━━━━━ PASSAGE TO READ ━━━━━

A medical student recently confessed to running a profitable scam using AI-generated images and videos of a fictional young conservative woman. He created this persona using generative AI tools and sold content to followers who believed she was a real person, reportedly making thousands of dollars in the process.
The scammer specifically targeted what he called "super dumb" men in conservative online spaces. By crafting a believable MAGA-aligned female persona, he tapped into a market willing to pay for personalized content from someone they thought shared their political views.
This isn't an isolated incident. The article notes that this med student is part of a broader pattern of people using generative AI to create fake influencers and personas for financial gain. As AI image and video tools become more accessible and convincing, these schemes are becoming easier to pull off.
For anyone working with AI tools or building online audiences, this is a wake-up call about authenticity verification. The technology has reached a point where distinguishing real people from AI-generated personas requires active skepticism and verification methods.
The incident also highlights a darker side of the generative AI boom. While these tools enable creative and productive applications, they're equally useful for deception at scale. The barrier to creating convincing fake personas has essentially disappeared.
If you're building products or communities in the AI space, consider how you'll handle verification and trust. The assumption that a person behind a profile is real can no longer be taken for granted, and that changes how we need to think about online interactions and transactions.

━━━━━

- **ASSIGNED TASK**:
Reproduce the passage about the AI-generated persona scam from "The scammer specifically" up to and including "their political views.".

━━━━━ MATERIAL SUPPLIED ━━━━━

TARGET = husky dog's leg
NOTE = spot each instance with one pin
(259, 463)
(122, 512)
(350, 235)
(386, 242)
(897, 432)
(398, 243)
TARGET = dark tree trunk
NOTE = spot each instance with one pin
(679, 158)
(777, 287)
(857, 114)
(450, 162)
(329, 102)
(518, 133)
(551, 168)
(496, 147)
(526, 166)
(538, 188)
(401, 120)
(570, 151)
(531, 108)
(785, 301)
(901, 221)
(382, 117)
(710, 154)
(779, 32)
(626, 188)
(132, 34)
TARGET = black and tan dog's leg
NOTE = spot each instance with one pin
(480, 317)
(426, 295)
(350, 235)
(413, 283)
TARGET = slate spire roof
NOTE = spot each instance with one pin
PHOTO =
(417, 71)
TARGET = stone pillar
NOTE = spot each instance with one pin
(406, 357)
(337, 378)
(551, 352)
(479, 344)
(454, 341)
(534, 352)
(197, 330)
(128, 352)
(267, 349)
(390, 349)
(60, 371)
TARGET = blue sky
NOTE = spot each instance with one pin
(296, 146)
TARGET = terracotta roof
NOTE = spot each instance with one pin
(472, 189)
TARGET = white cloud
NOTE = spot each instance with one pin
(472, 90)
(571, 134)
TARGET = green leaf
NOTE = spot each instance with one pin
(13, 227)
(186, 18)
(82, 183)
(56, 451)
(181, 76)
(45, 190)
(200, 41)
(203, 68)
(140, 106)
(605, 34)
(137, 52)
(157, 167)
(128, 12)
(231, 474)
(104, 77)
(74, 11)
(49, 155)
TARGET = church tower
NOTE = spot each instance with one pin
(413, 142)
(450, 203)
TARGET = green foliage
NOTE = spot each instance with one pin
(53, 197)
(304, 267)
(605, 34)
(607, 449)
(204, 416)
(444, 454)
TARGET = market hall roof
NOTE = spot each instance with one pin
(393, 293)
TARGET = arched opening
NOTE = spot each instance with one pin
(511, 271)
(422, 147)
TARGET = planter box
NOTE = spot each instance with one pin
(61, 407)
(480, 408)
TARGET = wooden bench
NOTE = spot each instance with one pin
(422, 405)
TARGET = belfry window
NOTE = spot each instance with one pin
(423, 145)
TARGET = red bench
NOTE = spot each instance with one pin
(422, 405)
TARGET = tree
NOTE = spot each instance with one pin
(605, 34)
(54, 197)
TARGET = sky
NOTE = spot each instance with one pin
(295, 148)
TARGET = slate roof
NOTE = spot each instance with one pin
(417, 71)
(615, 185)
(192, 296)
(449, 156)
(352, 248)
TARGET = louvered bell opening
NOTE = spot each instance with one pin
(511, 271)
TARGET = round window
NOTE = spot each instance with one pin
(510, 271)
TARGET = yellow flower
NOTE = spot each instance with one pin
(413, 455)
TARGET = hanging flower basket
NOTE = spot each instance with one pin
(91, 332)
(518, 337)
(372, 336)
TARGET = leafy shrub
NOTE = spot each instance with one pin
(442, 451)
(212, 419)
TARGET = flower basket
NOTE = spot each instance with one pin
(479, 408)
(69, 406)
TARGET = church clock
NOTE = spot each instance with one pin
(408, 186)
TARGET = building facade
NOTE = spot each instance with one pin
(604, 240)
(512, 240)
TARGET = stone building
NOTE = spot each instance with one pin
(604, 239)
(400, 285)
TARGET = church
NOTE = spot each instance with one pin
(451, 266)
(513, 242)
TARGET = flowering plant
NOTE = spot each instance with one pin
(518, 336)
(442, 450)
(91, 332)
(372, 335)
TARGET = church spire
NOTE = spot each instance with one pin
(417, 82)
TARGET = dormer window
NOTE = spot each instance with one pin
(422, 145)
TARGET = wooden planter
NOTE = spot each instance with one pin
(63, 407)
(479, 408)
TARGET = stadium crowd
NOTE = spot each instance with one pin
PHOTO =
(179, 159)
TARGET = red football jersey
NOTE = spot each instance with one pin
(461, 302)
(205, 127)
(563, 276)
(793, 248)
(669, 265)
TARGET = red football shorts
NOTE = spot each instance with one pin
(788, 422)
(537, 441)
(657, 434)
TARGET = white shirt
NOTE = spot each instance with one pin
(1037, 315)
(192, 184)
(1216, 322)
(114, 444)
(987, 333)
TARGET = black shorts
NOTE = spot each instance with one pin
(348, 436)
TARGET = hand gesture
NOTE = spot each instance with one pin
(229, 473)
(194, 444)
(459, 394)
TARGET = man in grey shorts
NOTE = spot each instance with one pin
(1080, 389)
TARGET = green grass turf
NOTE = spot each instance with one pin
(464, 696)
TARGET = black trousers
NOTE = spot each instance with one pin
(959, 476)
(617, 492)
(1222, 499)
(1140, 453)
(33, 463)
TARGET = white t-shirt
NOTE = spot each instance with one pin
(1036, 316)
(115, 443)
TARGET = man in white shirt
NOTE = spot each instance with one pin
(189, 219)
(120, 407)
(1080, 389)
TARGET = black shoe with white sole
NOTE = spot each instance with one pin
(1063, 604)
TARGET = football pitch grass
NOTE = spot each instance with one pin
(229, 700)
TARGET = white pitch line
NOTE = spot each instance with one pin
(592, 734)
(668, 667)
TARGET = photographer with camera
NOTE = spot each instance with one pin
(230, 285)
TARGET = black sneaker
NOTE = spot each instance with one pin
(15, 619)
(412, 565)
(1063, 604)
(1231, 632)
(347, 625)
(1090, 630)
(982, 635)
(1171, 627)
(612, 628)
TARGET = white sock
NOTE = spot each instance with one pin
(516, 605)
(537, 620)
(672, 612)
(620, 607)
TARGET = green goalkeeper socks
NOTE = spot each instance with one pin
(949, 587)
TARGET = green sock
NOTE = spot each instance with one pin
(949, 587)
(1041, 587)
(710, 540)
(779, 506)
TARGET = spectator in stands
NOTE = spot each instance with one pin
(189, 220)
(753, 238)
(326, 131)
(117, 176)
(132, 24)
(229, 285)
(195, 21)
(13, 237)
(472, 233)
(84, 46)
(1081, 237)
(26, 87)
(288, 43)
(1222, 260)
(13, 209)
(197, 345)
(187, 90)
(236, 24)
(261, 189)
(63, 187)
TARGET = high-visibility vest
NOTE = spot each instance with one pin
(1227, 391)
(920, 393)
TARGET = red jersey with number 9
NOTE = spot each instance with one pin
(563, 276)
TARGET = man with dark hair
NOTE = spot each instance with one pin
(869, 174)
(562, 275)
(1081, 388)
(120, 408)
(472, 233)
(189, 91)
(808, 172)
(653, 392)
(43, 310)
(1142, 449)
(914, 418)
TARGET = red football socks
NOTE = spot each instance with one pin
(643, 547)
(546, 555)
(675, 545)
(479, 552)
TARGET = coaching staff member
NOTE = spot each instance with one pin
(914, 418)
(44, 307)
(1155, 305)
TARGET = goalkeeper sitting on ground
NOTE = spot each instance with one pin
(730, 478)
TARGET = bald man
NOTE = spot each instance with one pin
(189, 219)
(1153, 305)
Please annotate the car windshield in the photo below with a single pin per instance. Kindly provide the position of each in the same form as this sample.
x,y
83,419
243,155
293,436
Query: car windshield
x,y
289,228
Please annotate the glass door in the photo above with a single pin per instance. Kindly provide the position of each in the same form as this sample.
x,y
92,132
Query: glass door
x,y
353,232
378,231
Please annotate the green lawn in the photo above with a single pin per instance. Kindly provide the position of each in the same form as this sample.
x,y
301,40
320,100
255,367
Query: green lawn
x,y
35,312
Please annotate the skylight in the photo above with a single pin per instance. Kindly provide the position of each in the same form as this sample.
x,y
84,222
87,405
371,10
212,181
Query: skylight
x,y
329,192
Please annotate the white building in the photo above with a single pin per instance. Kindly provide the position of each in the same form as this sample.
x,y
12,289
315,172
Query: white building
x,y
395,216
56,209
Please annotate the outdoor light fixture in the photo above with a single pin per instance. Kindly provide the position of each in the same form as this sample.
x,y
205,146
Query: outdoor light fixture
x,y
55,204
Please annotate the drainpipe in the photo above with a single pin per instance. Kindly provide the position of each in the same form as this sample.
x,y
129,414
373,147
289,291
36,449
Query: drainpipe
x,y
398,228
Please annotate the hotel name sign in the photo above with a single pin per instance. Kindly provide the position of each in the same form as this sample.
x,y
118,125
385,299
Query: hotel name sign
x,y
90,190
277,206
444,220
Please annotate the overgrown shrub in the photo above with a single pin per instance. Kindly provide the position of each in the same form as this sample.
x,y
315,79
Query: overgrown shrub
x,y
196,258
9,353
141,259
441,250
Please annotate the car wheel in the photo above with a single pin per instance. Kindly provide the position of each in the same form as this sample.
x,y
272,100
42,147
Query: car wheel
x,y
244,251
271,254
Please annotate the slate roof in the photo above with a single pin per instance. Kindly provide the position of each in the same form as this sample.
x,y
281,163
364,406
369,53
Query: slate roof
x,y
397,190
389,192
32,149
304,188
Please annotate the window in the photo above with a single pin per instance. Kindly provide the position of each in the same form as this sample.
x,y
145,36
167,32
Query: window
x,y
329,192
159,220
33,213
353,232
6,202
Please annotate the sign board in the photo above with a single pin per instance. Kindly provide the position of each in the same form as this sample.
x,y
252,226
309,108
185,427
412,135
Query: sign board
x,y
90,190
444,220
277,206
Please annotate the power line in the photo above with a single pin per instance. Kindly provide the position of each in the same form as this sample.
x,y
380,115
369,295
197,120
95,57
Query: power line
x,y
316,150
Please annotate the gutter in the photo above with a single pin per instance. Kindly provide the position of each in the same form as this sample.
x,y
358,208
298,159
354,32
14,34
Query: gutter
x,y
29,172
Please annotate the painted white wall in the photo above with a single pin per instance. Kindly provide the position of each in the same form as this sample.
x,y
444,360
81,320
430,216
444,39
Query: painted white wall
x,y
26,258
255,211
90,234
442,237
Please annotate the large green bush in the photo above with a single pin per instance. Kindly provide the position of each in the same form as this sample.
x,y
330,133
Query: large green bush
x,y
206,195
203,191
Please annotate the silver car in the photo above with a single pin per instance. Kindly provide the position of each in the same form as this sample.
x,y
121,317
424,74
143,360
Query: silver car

━━━━━

- **THE ANSWER**:
The scammer specifically targeted what he called "super dumb" men in conservative online spaces. By crafting a believable MAGA-aligned female persona, he tapped into a market willing to pay for personalized content from someone they thought shared their political views.